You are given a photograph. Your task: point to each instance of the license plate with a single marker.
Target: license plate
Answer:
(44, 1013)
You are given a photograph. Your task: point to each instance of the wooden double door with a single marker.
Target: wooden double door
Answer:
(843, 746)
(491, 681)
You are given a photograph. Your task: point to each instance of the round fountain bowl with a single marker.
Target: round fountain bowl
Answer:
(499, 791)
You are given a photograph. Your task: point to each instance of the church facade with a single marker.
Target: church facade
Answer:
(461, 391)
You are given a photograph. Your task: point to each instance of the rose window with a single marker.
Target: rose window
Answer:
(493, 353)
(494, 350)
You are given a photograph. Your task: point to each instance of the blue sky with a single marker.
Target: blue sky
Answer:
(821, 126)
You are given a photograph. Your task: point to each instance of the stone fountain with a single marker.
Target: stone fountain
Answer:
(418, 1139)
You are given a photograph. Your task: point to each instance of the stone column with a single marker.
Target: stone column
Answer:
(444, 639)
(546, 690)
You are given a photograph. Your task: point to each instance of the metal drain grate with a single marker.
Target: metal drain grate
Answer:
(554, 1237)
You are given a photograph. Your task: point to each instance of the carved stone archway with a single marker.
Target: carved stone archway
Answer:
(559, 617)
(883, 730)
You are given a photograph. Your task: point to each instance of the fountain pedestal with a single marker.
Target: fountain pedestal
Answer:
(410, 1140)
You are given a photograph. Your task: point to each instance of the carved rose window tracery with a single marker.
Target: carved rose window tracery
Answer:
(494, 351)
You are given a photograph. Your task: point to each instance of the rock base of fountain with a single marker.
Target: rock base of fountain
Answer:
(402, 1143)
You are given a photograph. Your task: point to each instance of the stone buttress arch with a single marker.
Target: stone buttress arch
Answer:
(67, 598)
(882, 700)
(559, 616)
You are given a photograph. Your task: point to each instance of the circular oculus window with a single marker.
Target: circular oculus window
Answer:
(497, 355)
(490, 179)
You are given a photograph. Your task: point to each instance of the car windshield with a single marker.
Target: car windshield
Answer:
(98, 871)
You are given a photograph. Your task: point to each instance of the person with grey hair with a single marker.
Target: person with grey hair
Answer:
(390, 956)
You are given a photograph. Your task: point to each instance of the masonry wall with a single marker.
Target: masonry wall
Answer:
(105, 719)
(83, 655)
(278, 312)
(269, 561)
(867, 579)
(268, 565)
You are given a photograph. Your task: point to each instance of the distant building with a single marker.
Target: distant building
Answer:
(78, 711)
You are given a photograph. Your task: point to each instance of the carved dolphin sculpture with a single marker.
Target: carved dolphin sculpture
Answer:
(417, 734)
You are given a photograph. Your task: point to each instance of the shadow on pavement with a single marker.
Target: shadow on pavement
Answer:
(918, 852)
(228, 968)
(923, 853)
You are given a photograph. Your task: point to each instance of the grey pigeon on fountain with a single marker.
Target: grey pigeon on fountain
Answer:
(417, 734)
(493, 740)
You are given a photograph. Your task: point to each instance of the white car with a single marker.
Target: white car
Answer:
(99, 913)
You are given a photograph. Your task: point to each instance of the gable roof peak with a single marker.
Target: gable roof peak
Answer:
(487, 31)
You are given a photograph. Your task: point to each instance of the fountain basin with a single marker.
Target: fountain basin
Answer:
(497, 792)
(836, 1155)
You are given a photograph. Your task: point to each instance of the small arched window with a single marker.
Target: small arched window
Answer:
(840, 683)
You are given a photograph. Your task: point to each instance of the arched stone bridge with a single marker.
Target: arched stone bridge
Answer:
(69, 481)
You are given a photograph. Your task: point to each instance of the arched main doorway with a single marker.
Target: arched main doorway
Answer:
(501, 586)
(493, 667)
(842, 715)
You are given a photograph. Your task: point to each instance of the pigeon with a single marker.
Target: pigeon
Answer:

-------------------------

**What you are asked to do**
Copy the listing above word for word, from the line containing "sculpture with a single marker." down to the line containing "(836, 1155)", with both of those lines included.

**Expected answer**
You are given a photograph. Your task: point to each instance of the carved dolphin sculpture with a single marker.
Target: carved dolphin sculpture
Answer:
(417, 734)
You are given a photograph. Your task: point to each instance of the shadow on pavement with a single marker.
Target: shadow on pavement
Answer:
(918, 852)
(228, 968)
(923, 853)
You are given a photograph. Your task: point to each instance of the grey pigeon on fountain with a single marker.
Target: grey pigeon on fountain
Answer:
(417, 734)
(493, 740)
You are given a photograph. Your task: point to each instance of the white car with a single marker.
Target: white car
Answer:
(99, 913)
You are given a photograph. Your task: point to each instance of the gable roof peak with a single marker.
Target: gable roof peak
Answer:
(487, 31)
You are given a photograph. Your task: point to each instance of the fountain basin with a single marker.
Target: fountain basin
Answer:
(497, 792)
(836, 1155)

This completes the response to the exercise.